ФРАГМЕНТ ТЕКСТА
---
Шрифт:
Интервал:
Закладка:
Несмотря на многообразие форм взаимозависимости пространства и времени, существуют три важных отличия, которые нельзя не отметить, если смотреть с исторической точки зрения:
• Чувственное восприятие пространства имеет более непосредственный характер, чем ощущение времени. Пространство можно воспринимать всеми органами чувств. В форме «природы» оно представляет собой материальную основу человеческого существования, включая землю, воду, атмосферу, растительный и животный мир. Время ограничивает жизнь людей посредством естественного износа организма, тогда как пространство может стать конкретным препятствием, мощным враждебным элементом, несущим смерть. Поэтому человеческие сообщества населяют совершенно конкретные пространства – природную среду обитания, – а не те или иные временные отрезки. Если оставить в стороне астрономические циклы – смену дня и ночи и времен года, а также морские приливы и отливы, – то время является конструкцией, созданной культурой. Пространство же, напротив, является естественной предпосылкой для жизни человека, тем, что он прежде всего встречает в мире, а лишь потом подвергает некой интерпретации в рамках культуры.
• Кроме математиков – то есть немногочисленных специалистов, – мы практически не можем абстрактно помыслить пространство. Ему недостает схематической регулярности, которой обладает хронологически организованное и размеченное цифрами время. Существует ли вообще некое абсолютное пространство – или все-таки только относительное, то, которое населяют живые существа? Не становится ли пространство вообще темой для историков только тогда, когда человек начинает его обустраивать, наполнять мифами, придавать ему ценность? Может ли быть пространство чем-то иным, нежели композицией, состоящей их неких мест?
• Время можно – в границах астрономических закономерностей – определять и упорядочивать произвольно, однако время не может быть подвергнуто материальным изменениям так, чтобы последующие поколения могли физически ощутить их последствия. А вот в земном пространстве труд материализуется. В отличие от времени пространство может быть физически преобразовано. Пространство – это результат его «производства» (Анри Лефевр). Пространство легче «победить», покорить, разрушить: посредством завоевания, материального опустошения, а также раздробления на мириады частных земельных участков. Пространство является предпосылкой для образования государств. Государства извлекают ресурсы из пространств. Однако пространствам не всегда придается одинаковая значимость в разные исторические эпохи. В качестве «территории» оно приобрело политическую ценность лишь с наступлением европейского Нового времени.
---
ИЗВЛЕЧЁННЫЕ СВЕДЕНИЯ
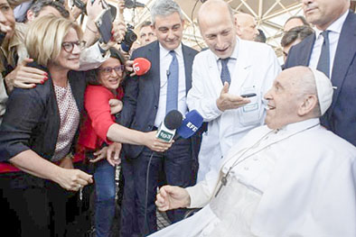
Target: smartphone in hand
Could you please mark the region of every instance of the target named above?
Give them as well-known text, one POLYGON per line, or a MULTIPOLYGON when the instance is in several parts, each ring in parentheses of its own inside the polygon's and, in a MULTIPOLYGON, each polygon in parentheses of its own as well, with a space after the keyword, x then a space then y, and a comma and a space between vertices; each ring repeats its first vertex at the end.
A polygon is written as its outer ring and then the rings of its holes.
POLYGON ((104 10, 98 16, 95 20, 95 24, 100 32, 102 41, 108 43, 111 39, 112 31, 112 15, 109 8, 104 10))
---
ЗАДАНИЕ
С наступлением какой эпохи пространство приобрело политическую ценность в качестве «территории», согласно фрагменту о пространстве и времени? Записи никак не связаны с текстом.

РЕЗУЛЬТАТ ЗАДАНИЯ
С наступлением европейского Нового времени.